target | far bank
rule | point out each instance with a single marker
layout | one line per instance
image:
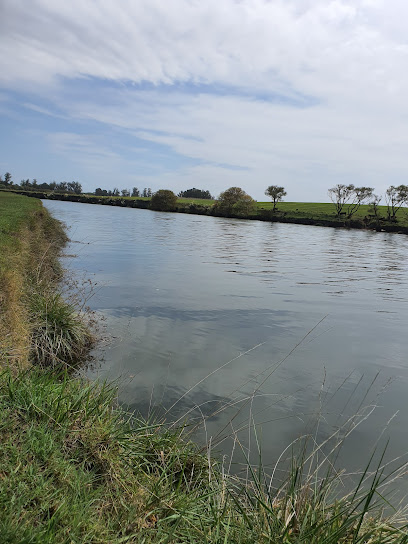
(302, 213)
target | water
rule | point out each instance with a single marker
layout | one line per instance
(305, 319)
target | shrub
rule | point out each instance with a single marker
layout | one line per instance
(235, 201)
(163, 200)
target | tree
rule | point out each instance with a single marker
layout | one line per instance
(359, 196)
(340, 195)
(62, 187)
(235, 200)
(74, 187)
(163, 200)
(195, 193)
(395, 197)
(276, 193)
(7, 179)
(374, 204)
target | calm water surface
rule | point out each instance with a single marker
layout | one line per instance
(303, 318)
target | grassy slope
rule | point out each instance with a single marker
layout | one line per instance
(16, 213)
(75, 469)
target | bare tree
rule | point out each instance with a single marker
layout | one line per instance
(276, 193)
(374, 204)
(395, 197)
(7, 179)
(359, 196)
(340, 195)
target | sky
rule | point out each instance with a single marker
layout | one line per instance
(205, 93)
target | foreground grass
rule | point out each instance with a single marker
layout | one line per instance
(74, 468)
(36, 323)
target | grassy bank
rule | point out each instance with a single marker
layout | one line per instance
(74, 468)
(308, 213)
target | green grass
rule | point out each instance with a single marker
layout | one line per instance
(14, 210)
(74, 469)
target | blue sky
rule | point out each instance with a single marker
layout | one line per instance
(205, 94)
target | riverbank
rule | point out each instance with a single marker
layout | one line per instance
(75, 468)
(301, 213)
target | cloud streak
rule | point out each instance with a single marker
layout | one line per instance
(306, 94)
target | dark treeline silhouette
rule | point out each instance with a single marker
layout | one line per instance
(195, 193)
(73, 187)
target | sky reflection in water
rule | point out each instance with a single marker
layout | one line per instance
(183, 295)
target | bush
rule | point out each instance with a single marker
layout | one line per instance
(163, 200)
(235, 201)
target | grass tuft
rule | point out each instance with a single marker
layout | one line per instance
(60, 335)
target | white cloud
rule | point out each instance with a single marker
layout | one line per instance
(348, 56)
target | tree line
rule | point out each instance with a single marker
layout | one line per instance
(346, 199)
(73, 187)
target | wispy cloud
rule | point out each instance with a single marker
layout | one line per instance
(234, 92)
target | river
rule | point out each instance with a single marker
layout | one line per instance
(242, 323)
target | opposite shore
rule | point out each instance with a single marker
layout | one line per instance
(76, 468)
(317, 214)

* Request *
Return the listing above unchanged, apart from dropping its pictures.

* Answer below *
target | far bank
rule | point out each instance with a single marker
layout | one line per instance
image:
(302, 213)
target | water
rule | point out each instance with a single marker
layout | one line per instance
(305, 319)
target | shrub
rule | point out each instance with a single marker
layout | one line per instance
(235, 201)
(163, 200)
target | tree
rule | point out each instance with a single marker
layout | one line per instance
(359, 196)
(340, 195)
(62, 187)
(235, 200)
(74, 187)
(163, 200)
(195, 193)
(395, 197)
(276, 193)
(7, 179)
(374, 204)
target | calm water surface
rule | point out each instance with a single marker
layout | one line per instance
(303, 318)
target | grassy slope
rule | point out each instance with a single marker
layout | one line per instance
(16, 213)
(75, 469)
target | bare tree
rule | point out each instance with a single marker
layout | one line per instance
(276, 193)
(374, 204)
(395, 197)
(7, 179)
(359, 196)
(340, 195)
target | sky
rule | point out each instance with a single marker
layout | one line per instance
(205, 93)
target | foreground grass
rule | point out each instance with a single marker
layout | one line per instance
(74, 468)
(36, 323)
target | grassy bank
rule | point out each instance with a single marker
layout | one line per instance
(74, 468)
(308, 213)
target | green grass
rule | point out each instance with a single marker
layout | one line per instance
(14, 210)
(74, 469)
target | blue sky
rule | point out each instance with a single marker
layout | one line per instance
(205, 94)
target | riverbank
rule | point out each instance with a single marker
layout | one line per instance
(75, 468)
(301, 213)
target | cloud streak
rule | point out each instance with a single marker
layout | one line per instance
(306, 94)
target | dark treeline silhouette
rule | point out each instance with a single marker
layout | one line per instance
(195, 193)
(73, 187)
target | sky reflection in water
rule | point out each instance with a single marker
layout | one line per instance
(183, 295)
target | bush
rule | point out each instance with a single marker
layout | one line per instance
(163, 200)
(235, 201)
target | grass tuft
rule | point out each instance with a single marker
layout | one line per instance
(60, 335)
target | white cloud
rule | point out each instance with a single marker
layout | one line per instance
(348, 56)
target | tree line
rule | point out each instance with a single marker
layout | one line per instance
(346, 199)
(73, 187)
target | wispy cloud
rule | point out each instance with a single marker
layout | one line per instance
(234, 92)
target | river
rule | point out each instance with a single marker
layout | one line per instance
(242, 323)
target | opposite shore
rule | point out each instance with a single marker
layout | one line per instance
(76, 468)
(317, 214)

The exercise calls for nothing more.